Exercise aim
When you repeat the entries below, please keep them exact and leave out the pictures.

Data supplied
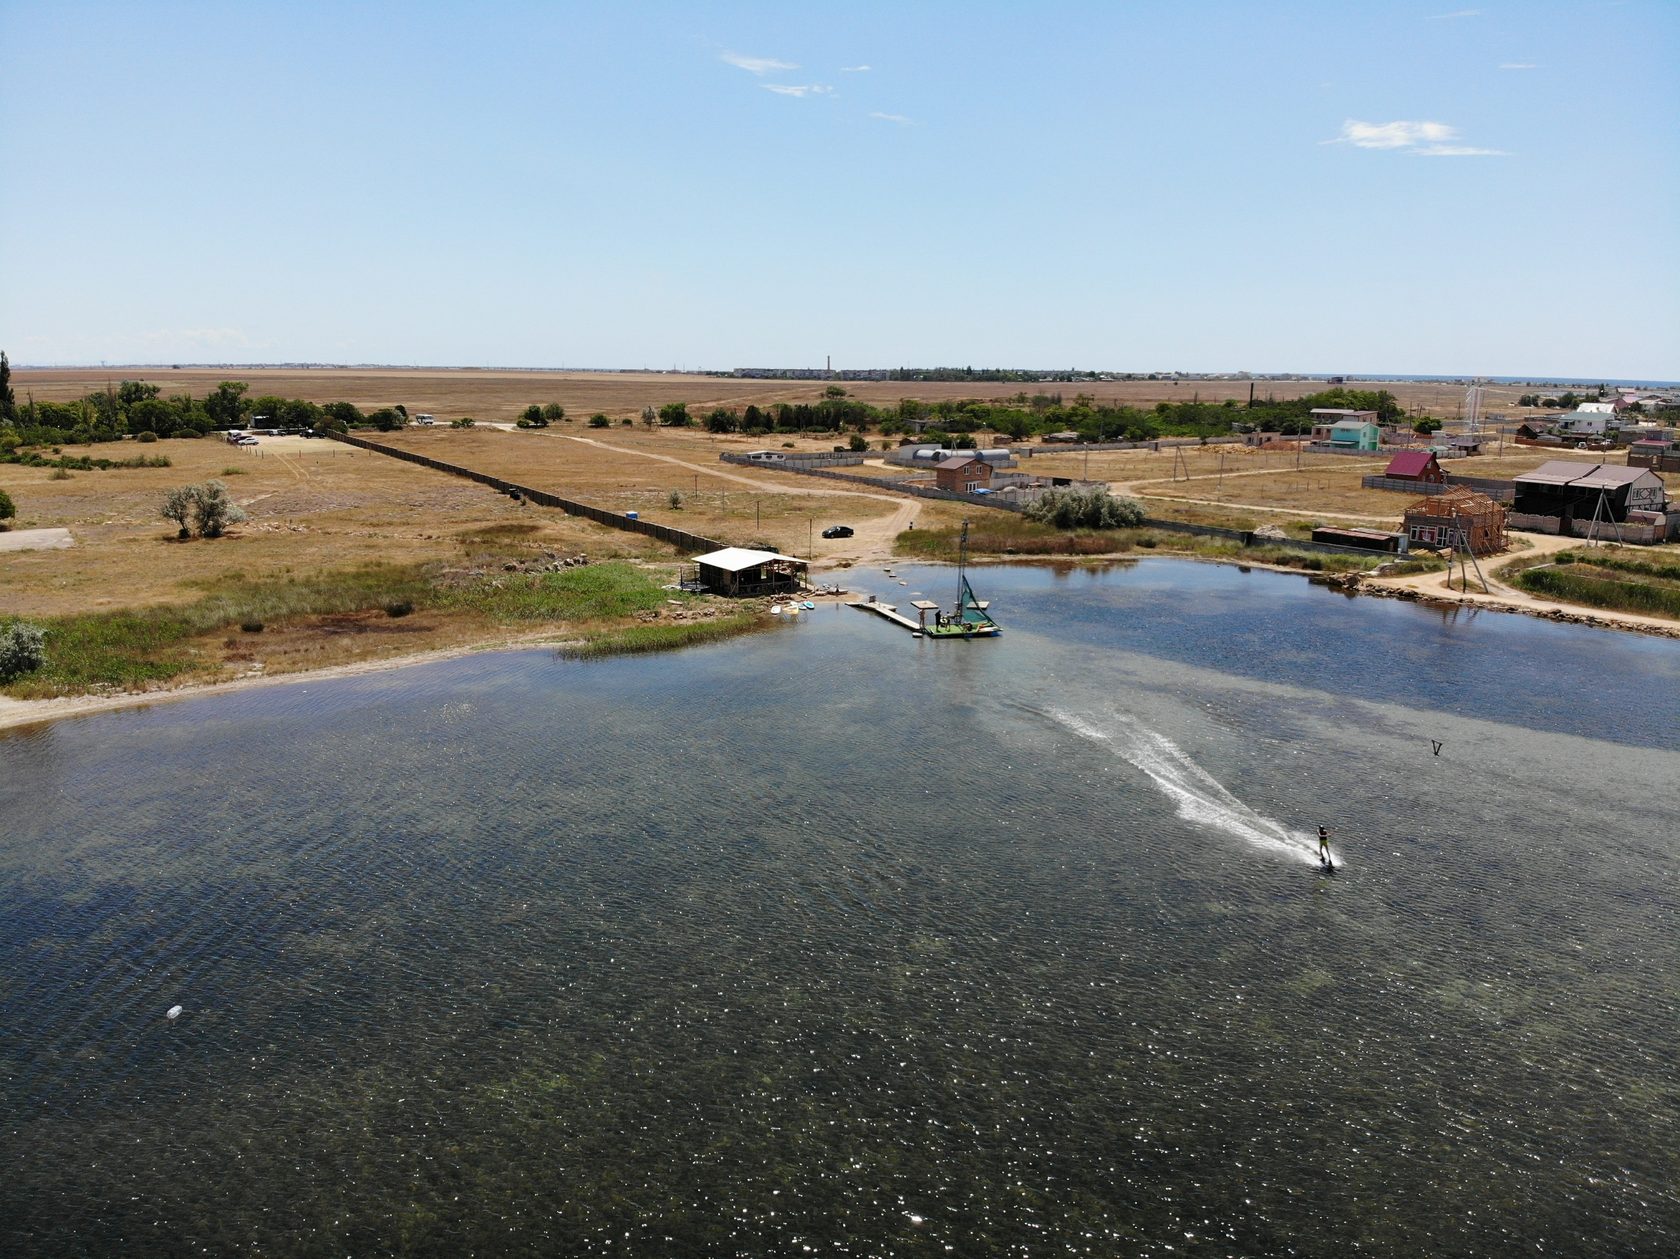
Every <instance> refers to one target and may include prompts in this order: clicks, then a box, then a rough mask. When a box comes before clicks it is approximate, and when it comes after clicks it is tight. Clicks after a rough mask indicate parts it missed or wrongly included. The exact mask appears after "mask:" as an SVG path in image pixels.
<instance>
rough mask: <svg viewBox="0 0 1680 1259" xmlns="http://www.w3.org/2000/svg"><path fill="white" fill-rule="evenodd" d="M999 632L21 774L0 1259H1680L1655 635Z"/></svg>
mask: <svg viewBox="0 0 1680 1259" xmlns="http://www.w3.org/2000/svg"><path fill="white" fill-rule="evenodd" d="M900 575H902V577H906V578H907V580H909V585H907V587H899V585H897V583H895V582H890V580H887V578H884V577H879V575H877V577H874V588H875V590H877V592H879V593H880V595H882V597H884V598H899V600H902V598H906V597H907V595H911V593H914V592H924V593H927V595H929V597H934V598H941V600H942V602H949V593H951V592H949V590H946V585H949V573H946V572H939V570H911V572H909V573H900ZM855 585H862V588H865V590H867V588H872V587H870V578H869V577H867V575H858V577H857V578H855ZM976 585H978V587H981V593H983V595H986V597H991V598H993V600H995V603H993V610H995V614H996V615H998V619H1000V620H1001V622H1003V624H1005V627H1006V635H1005V637H1003V639H998V640H993V642H971V644H963V642H917V640H912V639H909V635H906V634H904V632H902V630H895V629H892V627H889V625H887V624H885V622H880V620H877V619H872V617H867V615H864V614H858V612H853V610H848V608H820V610H818V612H815V614H810V615H806V617H803V619H801V620H800V622H796V624H793V625H786V627H781V630H780V632H776V634H769V635H759V637H754V639H751V640H741V642H732V644H724V645H719V647H707V649H701V651H690V652H684V654H680V656H669V657H657V659H632V661H606V662H568V661H559V659H556V657H554V656H551V654H548V652H522V654H507V656H487V657H475V659H465V661H452V662H445V664H437V666H425V667H415V669H407V671H400V672H391V674H380V676H370V677H360V679H344V681H334V682H319V681H316V682H302V684H294V686H277V687H270V689H265V691H259V693H242V694H235V696H223V698H215V699H200V701H190V703H176V704H165V706H158V708H153V709H146V711H126V713H113V714H102V716H94V718H86V719H76V721H62V723H55V724H52V726H45V728H37V730H32V731H22V733H15V735H12V736H7V738H0V893H3V911H5V913H3V921H0V985H3V987H0V1108H3V1128H0V1156H3V1163H0V1252H3V1254H18V1256H25V1254H27V1256H60V1254H62V1256H69V1254H188V1252H195V1254H197V1252H208V1254H286V1256H314V1254H319V1256H329V1254H331V1256H343V1254H356V1256H368V1254H388V1252H398V1254H438V1256H454V1254H469V1252H477V1254H509V1252H546V1254H635V1256H712V1254H717V1256H726V1254H727V1256H732V1254H741V1256H769V1254H776V1256H780V1254H847V1256H887V1254H959V1256H984V1254H1016V1256H1040V1254H1094V1256H1110V1254H1163V1256H1166V1254H1174V1256H1183V1254H1191V1256H1200V1254H1208V1256H1225V1254H1243V1256H1270V1254H1302V1256H1320V1254H1322V1256H1344V1254H1354V1252H1357V1254H1376V1256H1415V1254H1463V1256H1473V1254H1475V1256H1505V1254H1542V1252H1544V1254H1594V1256H1596V1254H1603V1256H1670V1254H1675V1252H1677V1251H1680V1190H1677V1185H1680V1155H1677V1151H1680V1071H1677V1066H1675V1062H1677V1051H1675V1046H1677V1044H1680V1010H1677V1007H1680V945H1677V940H1680V936H1677V928H1680V921H1677V919H1680V913H1677V906H1680V891H1677V882H1680V881H1677V859H1675V847H1677V842H1680V840H1677V832H1680V822H1677V812H1680V807H1677V805H1680V699H1677V696H1680V644H1673V642H1658V640H1643V639H1635V637H1628V635H1613V634H1601V632H1588V630H1578V629H1567V627H1557V625H1551V624H1542V622H1532V620H1525V619H1514V617H1490V615H1482V617H1460V619H1453V617H1441V615H1440V614H1435V612H1428V610H1423V608H1416V607H1411V605H1403V603H1388V602H1374V600H1357V602H1349V600H1344V598H1341V597H1337V595H1331V593H1327V592H1324V590H1319V588H1312V587H1307V585H1305V583H1302V582H1300V580H1297V578H1284V577H1273V575H1267V573H1248V575H1245V573H1238V572H1235V570H1230V568H1211V566H1198V565H1186V563H1178V561H1149V563H1144V565H1137V566H1131V568H1116V570H1110V572H1107V573H1085V572H1079V573H1072V575H1055V573H1050V572H1045V570H991V568H988V570H978V572H976ZM1431 740H1440V741H1441V745H1443V746H1441V753H1440V755H1438V756H1436V755H1433V748H1431ZM1319 822H1326V824H1327V825H1331V829H1332V832H1334V844H1336V847H1337V854H1339V857H1341V861H1342V872H1341V874H1337V876H1336V877H1326V876H1322V874H1319V872H1317V869H1315V866H1314V859H1312V856H1310V849H1312V845H1310V840H1309V835H1310V832H1312V829H1314V827H1315V825H1317V824H1319ZM176 1004H180V1005H181V1007H183V1010H181V1015H180V1017H178V1019H176V1020H173V1022H171V1020H170V1019H166V1017H165V1012H166V1010H168V1009H170V1007H171V1005H176Z"/></svg>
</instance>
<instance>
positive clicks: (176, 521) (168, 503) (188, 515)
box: [161, 486, 193, 538]
mask: <svg viewBox="0 0 1680 1259" xmlns="http://www.w3.org/2000/svg"><path fill="white" fill-rule="evenodd" d="M161 514H163V518H165V519H171V521H175V523H176V524H178V526H180V529H181V531H180V533H178V535H176V536H178V538H192V536H193V529H192V519H193V486H180V487H178V489H171V491H170V493H168V496H166V498H165V499H163V513H161Z"/></svg>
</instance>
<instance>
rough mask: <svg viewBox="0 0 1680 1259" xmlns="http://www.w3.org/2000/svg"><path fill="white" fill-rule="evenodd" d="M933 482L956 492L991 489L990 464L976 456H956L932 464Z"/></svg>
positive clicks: (990, 467) (942, 488) (954, 492)
mask: <svg viewBox="0 0 1680 1259" xmlns="http://www.w3.org/2000/svg"><path fill="white" fill-rule="evenodd" d="M934 484H936V486H939V489H951V491H954V493H958V494H973V493H974V491H976V489H991V464H988V462H986V461H984V459H979V457H978V456H956V457H954V459H946V461H942V462H939V464H934Z"/></svg>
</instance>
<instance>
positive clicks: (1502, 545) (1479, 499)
mask: <svg viewBox="0 0 1680 1259" xmlns="http://www.w3.org/2000/svg"><path fill="white" fill-rule="evenodd" d="M1404 529H1406V536H1408V538H1410V540H1411V543H1413V545H1416V546H1441V548H1450V550H1458V546H1460V536H1462V538H1463V540H1465V541H1468V545H1470V551H1472V555H1495V553H1497V551H1504V550H1505V508H1504V506H1500V504H1499V503H1495V501H1494V499H1490V498H1488V496H1487V494H1477V493H1475V491H1473V489H1465V487H1463V486H1453V487H1452V489H1446V491H1443V493H1440V494H1431V496H1430V498H1420V499H1418V501H1416V503H1413V504H1411V506H1410V508H1406V519H1404Z"/></svg>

Written answer
Every <instance> refers to one target and may include prompts in this order: clicks, then a box, then a rough mask. When a box comes before clicks it is approximate, and when it comes after clicks it is tight. Clicks after a rough mask indicate parts it missed or wrongly included. The exact mask appears after "mask:" as an SVG path in image pixels.
<instance>
rough mask: <svg viewBox="0 0 1680 1259" xmlns="http://www.w3.org/2000/svg"><path fill="white" fill-rule="evenodd" d="M999 632L21 774L0 1259H1680L1655 635Z"/></svg>
mask: <svg viewBox="0 0 1680 1259" xmlns="http://www.w3.org/2000/svg"><path fill="white" fill-rule="evenodd" d="M900 575H902V577H906V578H907V580H909V585H907V587H899V585H897V583H895V582H890V580H887V578H884V577H879V575H877V577H874V588H875V590H877V592H879V593H880V595H882V597H884V598H899V600H902V598H906V597H907V595H911V593H914V592H924V593H927V595H929V597H934V598H941V600H942V602H949V593H951V592H949V590H946V585H949V573H946V572H939V570H911V572H909V573H900ZM855 585H862V588H865V590H867V588H872V587H870V578H869V577H867V575H858V577H857V578H855ZM976 585H978V587H981V593H983V595H986V597H991V598H993V600H995V603H993V610H995V614H996V615H998V619H1000V620H1001V622H1003V624H1005V627H1006V635H1005V637H1003V639H998V640H993V642H971V644H963V642H917V640H912V639H909V635H906V634H904V632H902V630H895V629H892V627H889V625H887V624H885V622H880V620H877V619H872V617H867V615H864V614H858V612H853V610H848V608H820V610H818V612H815V614H810V615H806V617H803V619H801V620H800V622H796V624H793V625H786V627H781V630H780V632H776V634H769V635H759V637H754V639H751V640H741V642H732V644H724V645H719V647H707V649H701V651H690V652H684V654H680V656H669V657H657V659H632V661H606V662H568V661H559V659H556V657H554V656H551V654H548V652H522V654H507V656H487V657H475V659H465V661H452V662H445V664H437V666H425V667H415V669H407V671H400V672H391V674H380V676H370V677H360V679H344V681H334V682H319V681H316V682H302V684H294V686H277V687H270V689H265V691H259V693H242V694H235V696H223V698H215V699H200V701H190V703H176V704H165V706H158V708H153V709H146V711H126V713H113V714H102V716H94V718H86V719H76V721H62V723H55V724H52V726H45V728H37V730H32V731H22V733H15V735H12V736H7V738H0V893H3V911H5V913H3V921H0V985H3V987H0V1108H3V1128H0V1156H3V1163H0V1252H3V1254H18V1256H25V1254H27V1256H60V1254H62V1256H69V1254H188V1252H195V1254H197V1252H208V1254H286V1256H314V1254H319V1256H329V1254H331V1256H343V1254H356V1256H368V1254H388V1252H398V1254H438V1256H454V1254H469V1252H477V1254H509V1252H546V1254H635V1256H712V1254H717V1256H726V1254H727V1256H732V1254H741V1256H769V1254H776V1256H780V1254H847V1256H887V1254H959V1256H984V1254H1016V1256H1040V1254H1094V1256H1110V1254H1163V1256H1166V1254H1174V1256H1183V1254H1191V1256H1200V1254H1208V1256H1225V1254H1243V1256H1270V1254H1302V1256H1320V1254H1322V1256H1344V1254H1354V1252H1357V1254H1376V1256H1415V1254H1463V1256H1473V1254H1475V1256H1505V1254H1542V1252H1544V1254H1594V1256H1596V1254H1603V1256H1670V1254H1675V1252H1677V1251H1680V1190H1677V1185H1680V1155H1677V1151H1680V1071H1677V1066H1675V1062H1677V1051H1675V1046H1677V1044H1680V1010H1677V1007H1680V945H1677V940H1680V936H1677V928H1680V921H1677V919H1680V913H1677V906H1680V891H1677V882H1680V881H1677V859H1675V847H1677V842H1680V840H1677V832H1680V822H1677V812H1680V807H1677V805H1680V699H1677V696H1680V644H1673V642H1658V640H1643V639H1635V637H1628V635H1613V634H1601V632H1588V630H1578V629H1567V627H1557V625H1551V624H1542V622H1532V620H1525V619H1514V617H1490V615H1482V617H1460V619H1453V617H1441V615H1440V614H1435V612H1428V610H1423V608H1416V607H1411V605H1403V603H1388V602H1374V600H1357V602H1349V600H1344V598H1341V597H1337V595H1331V593H1327V592H1324V590H1319V588H1312V587H1307V585H1305V583H1302V582H1300V580H1297V578H1284V577H1273V575H1267V573H1248V575H1245V573H1238V572H1235V570H1230V568H1211V566H1198V565H1186V563H1178V561H1149V563H1144V565H1137V566H1131V568H1116V570H1110V572H1107V573H1085V572H1079V573H1072V575H1055V573H1050V572H1045V570H991V568H988V570H978V572H976ZM1431 740H1440V741H1441V745H1443V746H1441V753H1440V755H1438V756H1436V755H1433V748H1431ZM1319 822H1326V824H1327V825H1331V829H1332V832H1334V844H1336V847H1337V854H1339V857H1341V861H1342V872H1341V874H1337V876H1336V877H1326V876H1322V874H1319V872H1317V869H1315V866H1314V859H1312V856H1310V849H1312V845H1310V840H1309V835H1310V832H1312V829H1314V827H1315V825H1317V824H1319ZM176 1004H180V1005H181V1007H183V1010H181V1015H180V1017H178V1019H176V1020H173V1022H171V1020H170V1019H166V1017H165V1012H166V1010H168V1009H170V1007H171V1005H176Z"/></svg>
</instance>
<instance>
positive clicks: (176, 521) (168, 503) (188, 515)
box: [161, 486, 193, 538]
mask: <svg viewBox="0 0 1680 1259" xmlns="http://www.w3.org/2000/svg"><path fill="white" fill-rule="evenodd" d="M161 514H163V518H165V519H171V521H175V523H176V524H178V526H180V529H181V531H180V533H178V535H176V536H178V538H192V536H193V529H192V519H193V486H180V487H178V489H171V491H170V493H168V496H166V498H165V499H163V513H161Z"/></svg>
</instance>
<instance>
rough mask: <svg viewBox="0 0 1680 1259" xmlns="http://www.w3.org/2000/svg"><path fill="white" fill-rule="evenodd" d="M933 482L956 492L991 489L990 464L976 456H956L932 464Z"/></svg>
positive clicks: (990, 467) (942, 488) (954, 492)
mask: <svg viewBox="0 0 1680 1259" xmlns="http://www.w3.org/2000/svg"><path fill="white" fill-rule="evenodd" d="M934 484H936V486H939V489H951V491H954V493H958V494H973V493H974V491H976V489H991V464H988V462H986V461H984V459H979V457H978V456H956V457H954V459H946V461H942V462H939V464H934Z"/></svg>
</instance>
<instance>
positive clicks: (1502, 545) (1479, 499)
mask: <svg viewBox="0 0 1680 1259" xmlns="http://www.w3.org/2000/svg"><path fill="white" fill-rule="evenodd" d="M1404 529H1406V536H1408V538H1410V540H1411V543H1413V545H1416V546H1441V548H1450V550H1458V546H1460V536H1462V538H1463V540H1465V541H1468V545H1470V551H1472V555H1495V553H1497V551H1504V550H1505V508H1504V506H1500V504H1499V503H1495V501H1494V499H1490V498H1488V496H1487V494H1477V493H1475V491H1473V489H1465V487H1463V486H1453V487H1452V489H1446V491H1443V493H1440V494H1431V496H1430V498H1420V499H1418V501H1416V503H1413V504H1411V506H1410V508H1406V519H1404Z"/></svg>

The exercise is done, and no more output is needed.